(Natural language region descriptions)
# # #

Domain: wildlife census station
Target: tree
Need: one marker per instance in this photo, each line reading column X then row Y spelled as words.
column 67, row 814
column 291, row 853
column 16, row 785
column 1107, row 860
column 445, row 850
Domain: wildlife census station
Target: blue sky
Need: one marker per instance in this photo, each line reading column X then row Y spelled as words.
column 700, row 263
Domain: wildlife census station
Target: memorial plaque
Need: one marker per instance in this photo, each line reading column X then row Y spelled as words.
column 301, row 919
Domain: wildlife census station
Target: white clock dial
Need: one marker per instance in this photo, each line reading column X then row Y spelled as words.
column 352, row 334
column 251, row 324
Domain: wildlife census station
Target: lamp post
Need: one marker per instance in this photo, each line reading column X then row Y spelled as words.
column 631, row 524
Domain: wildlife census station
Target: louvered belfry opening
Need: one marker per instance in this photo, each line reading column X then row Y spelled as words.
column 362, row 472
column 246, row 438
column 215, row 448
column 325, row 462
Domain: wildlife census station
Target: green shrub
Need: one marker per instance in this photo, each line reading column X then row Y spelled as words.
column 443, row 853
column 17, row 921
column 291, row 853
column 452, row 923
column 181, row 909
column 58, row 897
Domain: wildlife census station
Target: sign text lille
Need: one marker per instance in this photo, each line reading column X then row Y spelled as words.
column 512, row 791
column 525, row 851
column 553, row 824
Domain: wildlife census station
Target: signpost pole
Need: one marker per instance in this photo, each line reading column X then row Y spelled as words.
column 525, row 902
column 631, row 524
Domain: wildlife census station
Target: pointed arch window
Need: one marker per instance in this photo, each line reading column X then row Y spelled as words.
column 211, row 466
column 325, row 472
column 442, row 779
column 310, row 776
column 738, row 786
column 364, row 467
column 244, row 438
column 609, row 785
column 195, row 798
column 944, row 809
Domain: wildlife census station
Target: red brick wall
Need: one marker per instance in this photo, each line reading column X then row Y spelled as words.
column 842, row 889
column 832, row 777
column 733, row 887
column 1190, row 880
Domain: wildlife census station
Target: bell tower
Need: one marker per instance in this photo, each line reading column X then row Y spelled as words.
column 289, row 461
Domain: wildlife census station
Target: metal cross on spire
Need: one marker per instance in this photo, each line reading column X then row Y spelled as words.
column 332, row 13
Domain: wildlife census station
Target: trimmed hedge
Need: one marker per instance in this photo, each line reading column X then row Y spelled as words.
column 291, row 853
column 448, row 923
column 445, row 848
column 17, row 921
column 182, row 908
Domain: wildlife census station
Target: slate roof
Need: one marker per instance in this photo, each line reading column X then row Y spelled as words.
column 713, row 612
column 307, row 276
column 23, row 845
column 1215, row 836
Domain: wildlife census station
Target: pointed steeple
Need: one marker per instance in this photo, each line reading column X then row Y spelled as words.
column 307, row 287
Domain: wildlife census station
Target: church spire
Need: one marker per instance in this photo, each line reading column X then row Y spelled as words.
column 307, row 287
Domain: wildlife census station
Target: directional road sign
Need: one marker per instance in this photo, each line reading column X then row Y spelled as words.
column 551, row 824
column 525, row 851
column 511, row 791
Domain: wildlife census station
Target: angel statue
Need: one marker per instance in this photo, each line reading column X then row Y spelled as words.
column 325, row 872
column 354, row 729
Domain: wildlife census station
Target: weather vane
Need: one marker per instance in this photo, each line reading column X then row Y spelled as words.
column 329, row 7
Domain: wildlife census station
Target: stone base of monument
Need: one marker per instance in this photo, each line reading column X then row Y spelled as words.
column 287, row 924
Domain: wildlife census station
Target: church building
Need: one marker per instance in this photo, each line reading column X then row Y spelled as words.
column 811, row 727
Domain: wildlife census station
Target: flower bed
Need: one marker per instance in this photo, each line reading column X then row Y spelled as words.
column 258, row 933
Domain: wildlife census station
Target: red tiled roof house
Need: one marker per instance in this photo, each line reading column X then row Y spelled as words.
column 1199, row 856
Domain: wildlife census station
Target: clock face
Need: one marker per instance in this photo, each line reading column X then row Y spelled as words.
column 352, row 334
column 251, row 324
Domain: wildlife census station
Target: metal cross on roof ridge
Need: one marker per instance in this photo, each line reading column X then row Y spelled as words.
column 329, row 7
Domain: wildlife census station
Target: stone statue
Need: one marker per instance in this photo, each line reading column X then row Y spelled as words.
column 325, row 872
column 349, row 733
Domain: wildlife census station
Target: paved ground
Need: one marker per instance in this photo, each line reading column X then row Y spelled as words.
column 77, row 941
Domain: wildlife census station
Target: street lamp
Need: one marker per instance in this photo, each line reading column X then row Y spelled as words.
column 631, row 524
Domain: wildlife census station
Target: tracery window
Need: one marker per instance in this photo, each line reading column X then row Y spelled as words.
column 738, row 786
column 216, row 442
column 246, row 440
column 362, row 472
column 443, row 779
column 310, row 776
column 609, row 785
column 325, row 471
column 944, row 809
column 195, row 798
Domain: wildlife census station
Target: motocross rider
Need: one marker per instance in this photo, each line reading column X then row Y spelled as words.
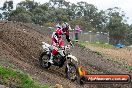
column 57, row 39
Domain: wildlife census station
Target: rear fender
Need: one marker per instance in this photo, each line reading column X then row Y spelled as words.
column 72, row 58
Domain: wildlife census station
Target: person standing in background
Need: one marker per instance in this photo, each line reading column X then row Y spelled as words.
column 77, row 31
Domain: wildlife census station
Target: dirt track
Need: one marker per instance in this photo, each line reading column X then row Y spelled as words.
column 20, row 44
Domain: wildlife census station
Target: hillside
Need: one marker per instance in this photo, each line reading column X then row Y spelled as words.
column 20, row 45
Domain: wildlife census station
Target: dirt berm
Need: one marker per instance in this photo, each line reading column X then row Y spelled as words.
column 20, row 44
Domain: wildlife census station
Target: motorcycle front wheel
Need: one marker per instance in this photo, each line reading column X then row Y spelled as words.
column 71, row 72
column 43, row 60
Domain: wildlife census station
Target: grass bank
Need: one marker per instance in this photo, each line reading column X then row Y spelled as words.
column 17, row 79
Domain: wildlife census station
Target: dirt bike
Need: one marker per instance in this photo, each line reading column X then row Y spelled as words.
column 63, row 56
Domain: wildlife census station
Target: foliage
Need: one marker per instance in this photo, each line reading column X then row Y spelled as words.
column 112, row 21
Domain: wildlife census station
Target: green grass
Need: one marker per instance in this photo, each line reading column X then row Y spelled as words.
column 96, row 44
column 16, row 79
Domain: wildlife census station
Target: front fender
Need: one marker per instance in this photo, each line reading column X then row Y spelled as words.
column 73, row 57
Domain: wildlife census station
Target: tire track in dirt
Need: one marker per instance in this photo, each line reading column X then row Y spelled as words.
column 22, row 44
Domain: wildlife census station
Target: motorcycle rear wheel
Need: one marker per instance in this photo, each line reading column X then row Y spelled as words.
column 43, row 60
column 71, row 73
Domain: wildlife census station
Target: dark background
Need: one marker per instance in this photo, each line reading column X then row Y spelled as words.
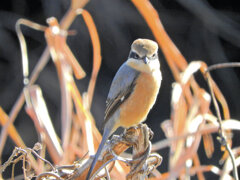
column 201, row 29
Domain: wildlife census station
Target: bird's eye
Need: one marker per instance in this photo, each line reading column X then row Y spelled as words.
column 134, row 55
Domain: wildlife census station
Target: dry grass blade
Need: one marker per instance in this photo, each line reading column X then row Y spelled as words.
column 118, row 144
column 37, row 110
column 65, row 23
column 96, row 53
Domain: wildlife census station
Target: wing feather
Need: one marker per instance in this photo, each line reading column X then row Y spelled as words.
column 121, row 88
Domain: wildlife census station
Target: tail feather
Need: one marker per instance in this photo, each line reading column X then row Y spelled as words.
column 104, row 139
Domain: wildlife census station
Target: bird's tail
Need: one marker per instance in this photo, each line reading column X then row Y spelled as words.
column 104, row 139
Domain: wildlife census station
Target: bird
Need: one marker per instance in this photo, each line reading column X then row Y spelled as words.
column 133, row 91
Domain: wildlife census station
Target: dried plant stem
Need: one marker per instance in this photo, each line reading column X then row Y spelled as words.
column 223, row 65
column 20, row 101
column 65, row 23
column 223, row 140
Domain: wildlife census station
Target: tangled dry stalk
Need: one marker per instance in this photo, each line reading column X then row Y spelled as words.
column 191, row 119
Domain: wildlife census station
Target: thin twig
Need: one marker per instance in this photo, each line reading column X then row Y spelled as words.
column 223, row 140
column 223, row 65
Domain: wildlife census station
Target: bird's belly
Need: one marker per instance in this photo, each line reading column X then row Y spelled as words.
column 136, row 108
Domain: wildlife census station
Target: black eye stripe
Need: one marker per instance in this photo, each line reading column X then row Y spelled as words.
column 134, row 55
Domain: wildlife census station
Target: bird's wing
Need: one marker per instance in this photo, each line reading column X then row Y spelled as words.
column 121, row 88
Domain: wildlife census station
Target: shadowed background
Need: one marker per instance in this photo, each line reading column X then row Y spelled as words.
column 202, row 30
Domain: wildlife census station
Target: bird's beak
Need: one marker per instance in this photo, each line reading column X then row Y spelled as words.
column 145, row 60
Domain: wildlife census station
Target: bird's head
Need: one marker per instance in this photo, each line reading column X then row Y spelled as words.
column 144, row 56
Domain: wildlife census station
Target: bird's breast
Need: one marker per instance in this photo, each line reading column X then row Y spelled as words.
column 136, row 108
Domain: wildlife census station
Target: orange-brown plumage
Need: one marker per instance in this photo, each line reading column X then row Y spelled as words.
column 133, row 91
column 137, row 106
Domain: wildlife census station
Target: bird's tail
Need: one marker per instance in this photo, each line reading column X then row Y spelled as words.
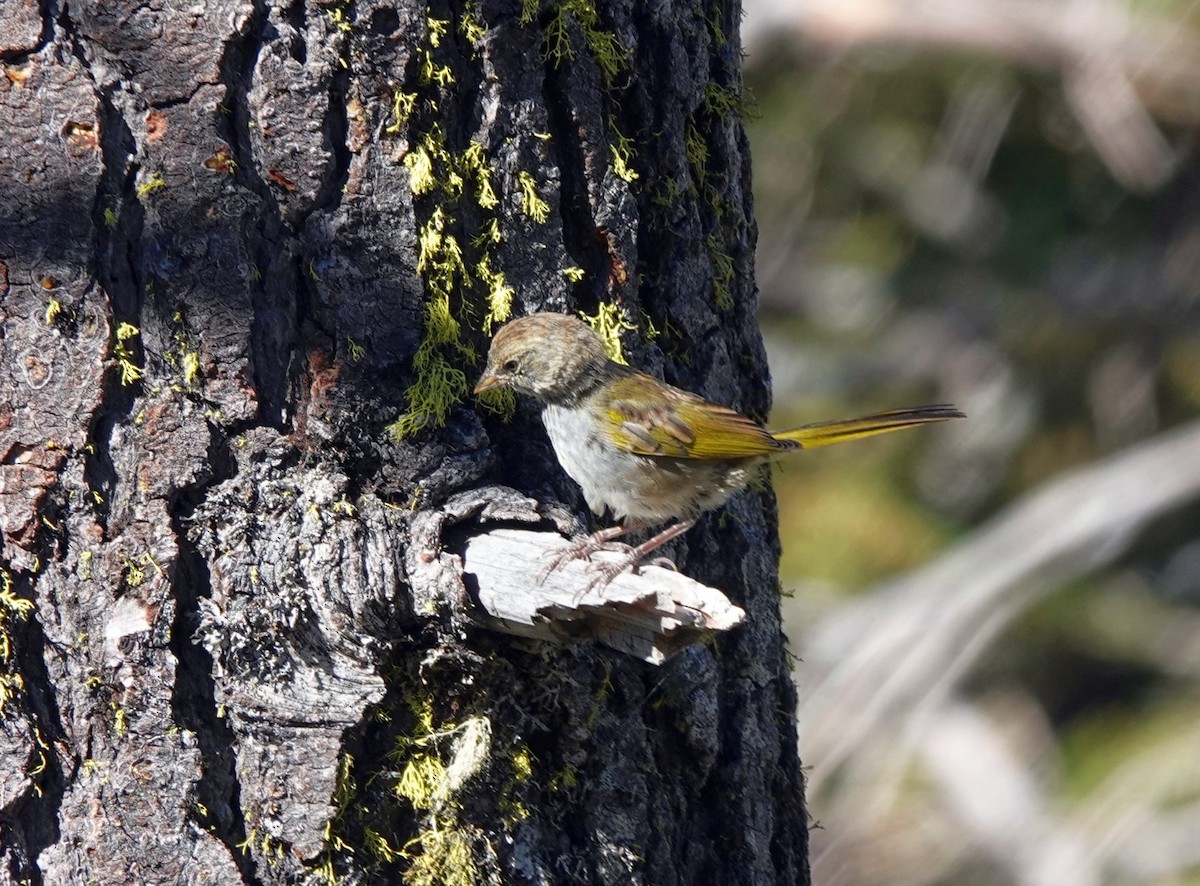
column 825, row 433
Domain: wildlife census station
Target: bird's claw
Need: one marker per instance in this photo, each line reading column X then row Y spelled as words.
column 582, row 549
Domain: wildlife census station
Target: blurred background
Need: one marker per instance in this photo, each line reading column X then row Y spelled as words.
column 994, row 203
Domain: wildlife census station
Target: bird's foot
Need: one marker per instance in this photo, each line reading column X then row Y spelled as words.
column 583, row 549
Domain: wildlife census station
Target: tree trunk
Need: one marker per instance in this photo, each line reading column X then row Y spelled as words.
column 252, row 253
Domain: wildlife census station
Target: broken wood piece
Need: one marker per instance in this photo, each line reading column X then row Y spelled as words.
column 649, row 615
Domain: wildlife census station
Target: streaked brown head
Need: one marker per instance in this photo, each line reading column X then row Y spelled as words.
column 552, row 357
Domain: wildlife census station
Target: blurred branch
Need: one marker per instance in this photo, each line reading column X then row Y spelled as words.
column 873, row 670
column 1119, row 72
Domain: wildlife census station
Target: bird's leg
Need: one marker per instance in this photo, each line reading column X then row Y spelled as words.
column 583, row 548
column 607, row 572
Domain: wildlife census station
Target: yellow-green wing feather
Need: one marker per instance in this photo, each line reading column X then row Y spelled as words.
column 648, row 417
column 823, row 433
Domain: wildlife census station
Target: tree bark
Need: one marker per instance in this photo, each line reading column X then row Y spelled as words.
column 252, row 253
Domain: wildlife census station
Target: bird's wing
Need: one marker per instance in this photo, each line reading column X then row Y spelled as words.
column 670, row 421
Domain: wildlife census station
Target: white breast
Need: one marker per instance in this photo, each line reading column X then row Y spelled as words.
column 637, row 489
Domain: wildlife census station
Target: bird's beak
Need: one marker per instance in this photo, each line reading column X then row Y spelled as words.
column 486, row 383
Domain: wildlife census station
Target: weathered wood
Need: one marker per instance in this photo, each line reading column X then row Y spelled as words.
column 237, row 632
column 649, row 615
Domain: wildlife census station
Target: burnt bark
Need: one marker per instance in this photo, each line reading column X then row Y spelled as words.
column 244, row 245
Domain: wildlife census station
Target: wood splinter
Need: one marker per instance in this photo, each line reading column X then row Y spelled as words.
column 649, row 615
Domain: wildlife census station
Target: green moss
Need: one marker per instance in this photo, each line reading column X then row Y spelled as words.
column 723, row 273
column 149, row 184
column 622, row 156
column 603, row 46
column 459, row 268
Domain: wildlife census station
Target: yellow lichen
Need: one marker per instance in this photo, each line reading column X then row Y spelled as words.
column 610, row 321
column 125, row 358
column 532, row 203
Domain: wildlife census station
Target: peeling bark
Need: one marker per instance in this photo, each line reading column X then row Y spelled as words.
column 227, row 658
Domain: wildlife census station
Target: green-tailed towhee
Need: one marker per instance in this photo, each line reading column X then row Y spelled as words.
column 646, row 450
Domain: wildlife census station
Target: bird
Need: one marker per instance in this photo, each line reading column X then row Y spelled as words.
column 641, row 449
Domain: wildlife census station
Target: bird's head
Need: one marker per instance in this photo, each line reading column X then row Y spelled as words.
column 552, row 357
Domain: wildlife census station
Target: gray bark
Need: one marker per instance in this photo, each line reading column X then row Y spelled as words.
column 227, row 657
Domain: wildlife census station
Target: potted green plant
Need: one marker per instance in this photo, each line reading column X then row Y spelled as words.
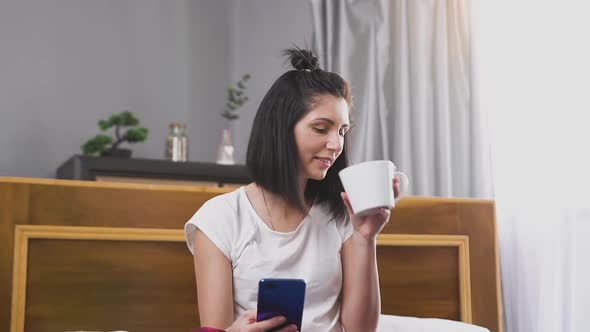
column 236, row 98
column 106, row 145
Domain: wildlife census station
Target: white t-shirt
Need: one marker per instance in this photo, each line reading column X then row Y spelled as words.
column 311, row 252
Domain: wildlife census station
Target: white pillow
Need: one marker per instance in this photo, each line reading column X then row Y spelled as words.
column 390, row 323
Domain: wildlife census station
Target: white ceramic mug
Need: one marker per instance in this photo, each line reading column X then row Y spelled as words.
column 369, row 185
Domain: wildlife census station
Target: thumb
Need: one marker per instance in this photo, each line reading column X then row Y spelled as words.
column 346, row 201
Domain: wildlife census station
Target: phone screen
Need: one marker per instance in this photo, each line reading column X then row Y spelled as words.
column 281, row 297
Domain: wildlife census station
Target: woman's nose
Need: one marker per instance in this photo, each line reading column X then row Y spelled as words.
column 335, row 142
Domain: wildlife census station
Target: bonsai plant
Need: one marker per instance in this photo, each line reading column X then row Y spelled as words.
column 105, row 145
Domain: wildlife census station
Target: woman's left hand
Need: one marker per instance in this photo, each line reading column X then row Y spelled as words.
column 370, row 225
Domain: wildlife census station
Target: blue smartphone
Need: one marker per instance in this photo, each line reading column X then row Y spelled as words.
column 281, row 297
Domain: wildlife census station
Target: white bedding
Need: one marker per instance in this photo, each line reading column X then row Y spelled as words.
column 390, row 323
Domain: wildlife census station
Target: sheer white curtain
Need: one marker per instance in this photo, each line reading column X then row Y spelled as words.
column 411, row 70
column 534, row 78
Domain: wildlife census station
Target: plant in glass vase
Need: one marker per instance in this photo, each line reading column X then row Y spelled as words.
column 105, row 145
column 236, row 98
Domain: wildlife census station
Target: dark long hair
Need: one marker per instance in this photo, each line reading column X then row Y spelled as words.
column 272, row 157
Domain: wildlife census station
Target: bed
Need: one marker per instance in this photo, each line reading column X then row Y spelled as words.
column 82, row 255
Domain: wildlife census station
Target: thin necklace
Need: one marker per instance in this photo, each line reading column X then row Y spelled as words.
column 272, row 226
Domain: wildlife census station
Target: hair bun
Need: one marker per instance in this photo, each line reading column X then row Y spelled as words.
column 302, row 59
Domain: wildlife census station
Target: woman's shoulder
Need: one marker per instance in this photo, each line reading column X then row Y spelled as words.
column 227, row 200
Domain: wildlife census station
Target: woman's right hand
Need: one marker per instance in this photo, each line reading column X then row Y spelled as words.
column 247, row 323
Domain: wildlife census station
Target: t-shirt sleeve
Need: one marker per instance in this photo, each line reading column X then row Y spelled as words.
column 216, row 219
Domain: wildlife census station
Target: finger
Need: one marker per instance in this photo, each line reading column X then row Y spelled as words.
column 249, row 316
column 289, row 328
column 396, row 191
column 270, row 323
column 346, row 202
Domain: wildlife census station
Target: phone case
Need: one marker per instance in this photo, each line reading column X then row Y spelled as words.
column 281, row 297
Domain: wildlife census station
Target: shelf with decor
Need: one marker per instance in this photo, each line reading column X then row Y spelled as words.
column 152, row 171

# # #

Exercise brief
Within the entries above, find each line where "front" appears; copy every one.

Solution for this exercise
Target: motorcycle front wheel
Target: front fender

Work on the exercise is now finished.